Text section:
In [1]:
!pip install spotipy



In [2]:
import base64
import requests
import datetime
from urllib.parse import urlencode
import spotipy
from spotipy.oauth2 import SpotifyClientCredentials
import os

spotify_api_key = "6b68c3794bbb4c1cbf3ec4a8f2f3f6c3"
spotify_api_key_secret = "73f5aa7628f7443190a6515ff45c602e"


class SpotifyAPI(object):
    access_token = None
    access_token_expires = datetime.datetime.now()
    access_token_did_expire = True
    client_id = None
    client_secret = None
    token_url = "https://accounts.spotify.com/api/token"

    def __init__(self, client_id, client_secret, *args, **kwargs):
        # In case we want to inherit from somehwere else
        super().__init__(*args, **kwargs)
        self.client_id = client_id
        self.client_secret = client_secret

    def get_client_credentials(self):
        """
        Returns a base64 encoded string
        """
        client_id = self.client_id
        client_secret = self.client_secret
        if client_secret == None or client_id == None:
            raise Exception("You must set client_id and client_secret")

Written problem a:
Reproduce the records below exactly, everything from their start down to the line that contains "[480,282,495,315]", and leave the pictures out.

Data excerpts:

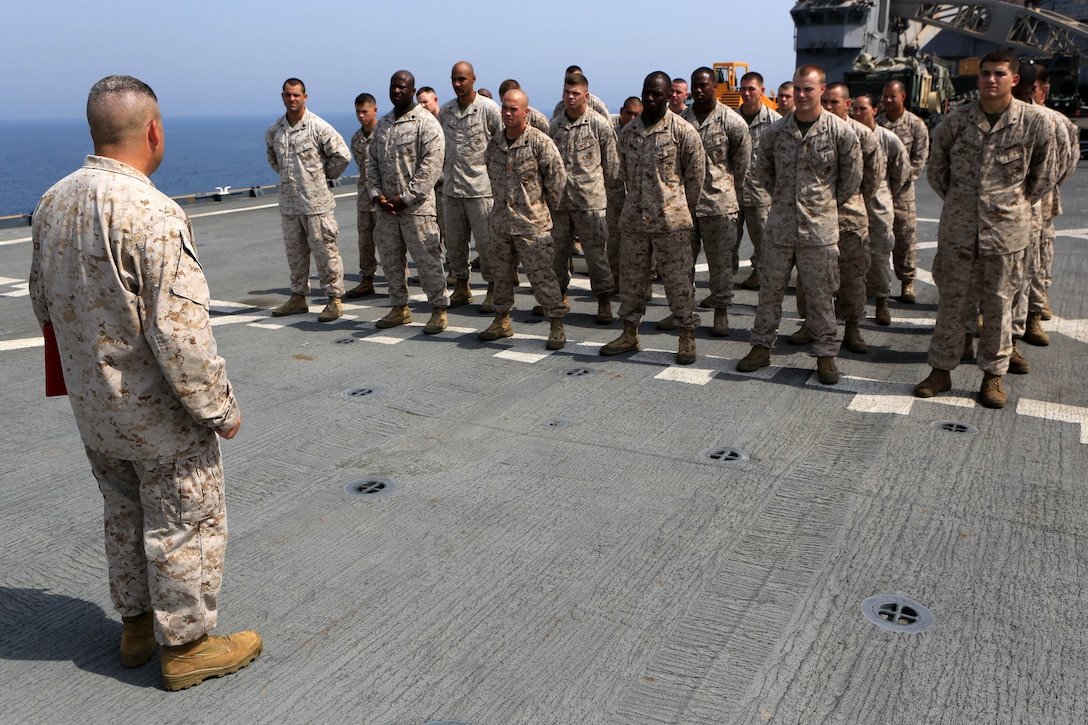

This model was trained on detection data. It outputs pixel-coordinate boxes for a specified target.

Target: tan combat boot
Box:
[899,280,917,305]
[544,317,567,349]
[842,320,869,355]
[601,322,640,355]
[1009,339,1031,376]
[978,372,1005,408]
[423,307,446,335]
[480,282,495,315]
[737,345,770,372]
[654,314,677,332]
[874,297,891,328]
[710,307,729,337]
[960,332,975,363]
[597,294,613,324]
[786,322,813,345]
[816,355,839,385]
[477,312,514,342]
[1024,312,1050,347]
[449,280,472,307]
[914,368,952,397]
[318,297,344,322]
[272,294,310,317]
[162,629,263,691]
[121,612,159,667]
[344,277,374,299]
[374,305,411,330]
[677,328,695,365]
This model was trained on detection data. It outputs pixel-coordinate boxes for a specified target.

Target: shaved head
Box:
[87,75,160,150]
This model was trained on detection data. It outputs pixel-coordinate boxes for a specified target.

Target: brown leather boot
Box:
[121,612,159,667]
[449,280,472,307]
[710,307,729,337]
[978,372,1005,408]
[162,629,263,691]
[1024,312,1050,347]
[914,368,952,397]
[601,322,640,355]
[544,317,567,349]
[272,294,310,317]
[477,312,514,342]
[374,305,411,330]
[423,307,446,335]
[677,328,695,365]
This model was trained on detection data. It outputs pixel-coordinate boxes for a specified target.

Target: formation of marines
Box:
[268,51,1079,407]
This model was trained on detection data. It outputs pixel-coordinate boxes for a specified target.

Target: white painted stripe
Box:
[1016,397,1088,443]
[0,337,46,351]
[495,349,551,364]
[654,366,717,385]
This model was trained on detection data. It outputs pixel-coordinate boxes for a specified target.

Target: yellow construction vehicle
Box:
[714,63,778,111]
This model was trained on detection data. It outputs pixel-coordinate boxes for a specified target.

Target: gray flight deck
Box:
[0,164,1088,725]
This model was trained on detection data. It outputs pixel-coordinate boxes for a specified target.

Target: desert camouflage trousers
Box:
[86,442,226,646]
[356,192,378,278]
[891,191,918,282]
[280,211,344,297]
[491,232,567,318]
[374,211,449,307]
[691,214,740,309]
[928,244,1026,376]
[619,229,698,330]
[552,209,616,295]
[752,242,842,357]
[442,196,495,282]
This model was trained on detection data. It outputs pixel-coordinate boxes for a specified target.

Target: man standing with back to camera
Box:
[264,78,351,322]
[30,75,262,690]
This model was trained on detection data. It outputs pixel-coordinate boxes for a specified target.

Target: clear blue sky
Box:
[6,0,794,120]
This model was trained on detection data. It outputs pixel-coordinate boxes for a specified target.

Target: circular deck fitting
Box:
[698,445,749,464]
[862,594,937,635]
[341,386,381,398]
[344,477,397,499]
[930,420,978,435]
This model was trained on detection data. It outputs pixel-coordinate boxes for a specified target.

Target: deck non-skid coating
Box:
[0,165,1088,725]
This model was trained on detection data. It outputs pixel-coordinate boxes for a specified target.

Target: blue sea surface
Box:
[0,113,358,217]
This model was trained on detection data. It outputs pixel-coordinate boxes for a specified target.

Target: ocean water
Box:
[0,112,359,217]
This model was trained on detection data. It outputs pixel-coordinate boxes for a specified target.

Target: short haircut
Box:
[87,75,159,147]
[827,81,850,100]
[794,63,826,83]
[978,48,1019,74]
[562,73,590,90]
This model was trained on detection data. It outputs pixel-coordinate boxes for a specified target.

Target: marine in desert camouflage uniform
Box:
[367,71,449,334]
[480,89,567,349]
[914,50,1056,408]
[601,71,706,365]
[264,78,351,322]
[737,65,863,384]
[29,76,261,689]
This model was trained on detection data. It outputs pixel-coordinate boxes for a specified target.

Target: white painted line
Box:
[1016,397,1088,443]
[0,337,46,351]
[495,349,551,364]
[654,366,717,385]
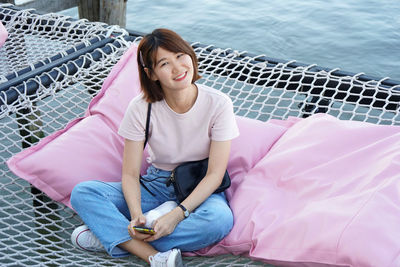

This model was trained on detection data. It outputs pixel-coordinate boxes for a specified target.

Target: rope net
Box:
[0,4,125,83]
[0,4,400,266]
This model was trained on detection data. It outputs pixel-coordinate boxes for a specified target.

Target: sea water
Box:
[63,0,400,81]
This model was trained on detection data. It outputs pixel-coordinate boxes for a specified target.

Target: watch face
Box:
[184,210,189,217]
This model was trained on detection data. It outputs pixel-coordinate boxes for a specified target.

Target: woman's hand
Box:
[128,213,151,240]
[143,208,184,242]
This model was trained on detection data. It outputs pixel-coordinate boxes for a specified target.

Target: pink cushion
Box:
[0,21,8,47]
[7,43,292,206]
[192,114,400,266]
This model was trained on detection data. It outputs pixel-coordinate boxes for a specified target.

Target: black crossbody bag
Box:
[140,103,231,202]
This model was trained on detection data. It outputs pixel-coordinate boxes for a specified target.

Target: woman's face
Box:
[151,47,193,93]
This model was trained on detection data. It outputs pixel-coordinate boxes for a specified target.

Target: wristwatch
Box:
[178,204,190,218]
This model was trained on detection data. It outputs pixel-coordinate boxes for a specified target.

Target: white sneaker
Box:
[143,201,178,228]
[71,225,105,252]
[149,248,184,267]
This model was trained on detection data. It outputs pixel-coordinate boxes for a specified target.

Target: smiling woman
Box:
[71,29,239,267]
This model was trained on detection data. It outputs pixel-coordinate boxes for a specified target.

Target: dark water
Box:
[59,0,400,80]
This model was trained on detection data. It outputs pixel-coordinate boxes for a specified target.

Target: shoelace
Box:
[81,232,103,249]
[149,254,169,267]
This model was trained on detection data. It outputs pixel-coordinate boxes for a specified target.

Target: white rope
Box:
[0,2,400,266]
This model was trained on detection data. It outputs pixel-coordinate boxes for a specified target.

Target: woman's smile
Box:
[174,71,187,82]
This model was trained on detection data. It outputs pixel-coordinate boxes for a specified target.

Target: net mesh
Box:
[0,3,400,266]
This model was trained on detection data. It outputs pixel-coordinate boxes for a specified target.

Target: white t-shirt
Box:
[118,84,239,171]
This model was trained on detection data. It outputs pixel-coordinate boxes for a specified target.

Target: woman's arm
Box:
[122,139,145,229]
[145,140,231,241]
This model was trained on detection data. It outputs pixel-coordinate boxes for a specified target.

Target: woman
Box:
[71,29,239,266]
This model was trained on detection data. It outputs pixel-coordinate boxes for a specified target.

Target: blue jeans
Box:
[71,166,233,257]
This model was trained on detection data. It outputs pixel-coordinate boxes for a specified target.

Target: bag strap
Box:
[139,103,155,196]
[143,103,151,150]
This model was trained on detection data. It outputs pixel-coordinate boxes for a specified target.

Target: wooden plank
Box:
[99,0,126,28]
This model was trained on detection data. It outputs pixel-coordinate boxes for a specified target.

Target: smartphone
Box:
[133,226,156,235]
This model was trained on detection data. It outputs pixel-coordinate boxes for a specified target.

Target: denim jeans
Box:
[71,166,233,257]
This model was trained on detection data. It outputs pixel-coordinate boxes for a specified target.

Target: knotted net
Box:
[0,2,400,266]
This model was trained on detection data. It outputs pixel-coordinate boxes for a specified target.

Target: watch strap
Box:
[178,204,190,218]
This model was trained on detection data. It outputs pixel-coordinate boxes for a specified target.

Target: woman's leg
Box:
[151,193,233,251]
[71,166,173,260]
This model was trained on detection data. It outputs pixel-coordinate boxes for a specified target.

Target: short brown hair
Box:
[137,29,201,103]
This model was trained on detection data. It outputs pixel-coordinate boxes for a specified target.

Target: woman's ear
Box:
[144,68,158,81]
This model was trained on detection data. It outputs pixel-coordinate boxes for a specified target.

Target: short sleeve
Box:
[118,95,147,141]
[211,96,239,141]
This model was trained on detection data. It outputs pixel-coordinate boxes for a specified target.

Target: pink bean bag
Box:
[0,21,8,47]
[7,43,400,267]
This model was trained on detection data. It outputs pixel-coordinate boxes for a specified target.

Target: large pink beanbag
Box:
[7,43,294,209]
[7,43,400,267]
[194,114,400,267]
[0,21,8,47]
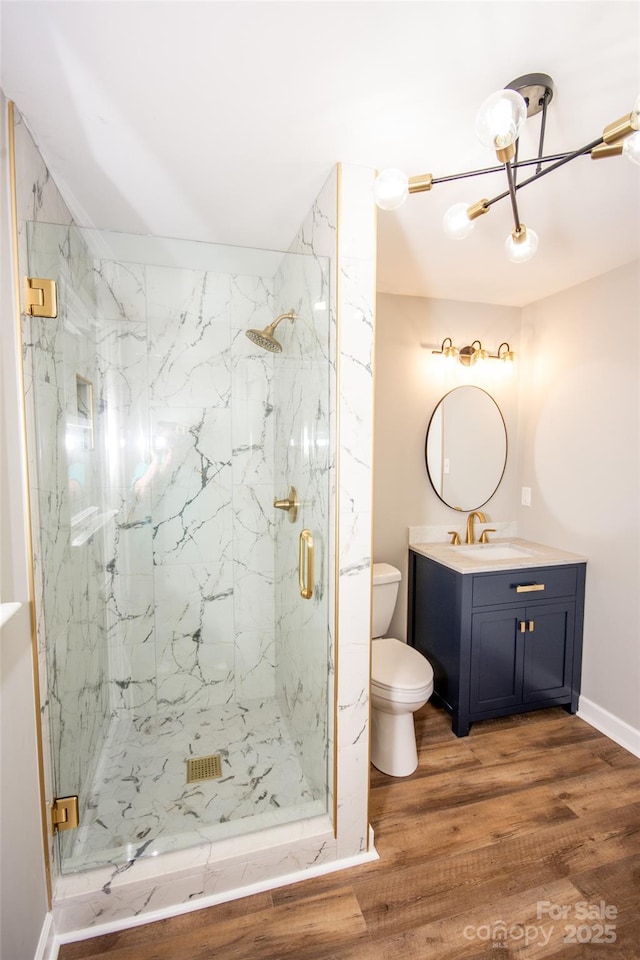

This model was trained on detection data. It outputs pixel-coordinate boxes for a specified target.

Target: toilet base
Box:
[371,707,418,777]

Written problem b:
Write out everything in the Spotify API code from "access_token_did_expire = True" down to "super().__init__(*args, **kwargs)" without any changes.

Complete answer a:
This model was trained on detection data. It outputs pixel-coordinate boxes for a specified target.

Target: tan combat boot
Box:
[899,280,917,305]
[544,317,567,349]
[842,320,869,355]
[601,322,640,355]
[1009,339,1031,376]
[978,372,1005,408]
[423,307,446,335]
[480,282,495,315]

Complete answer b:
access_token_did_expire = True
    client_id = None
    client_secret = None
    token_url = "https://accounts.spotify.com/api/token"

    def __init__(self, client_id, client_secret, *args, **kwargs):
        # In case we want to inherit from somehwere else
        super().__init__(*args, **kwargs)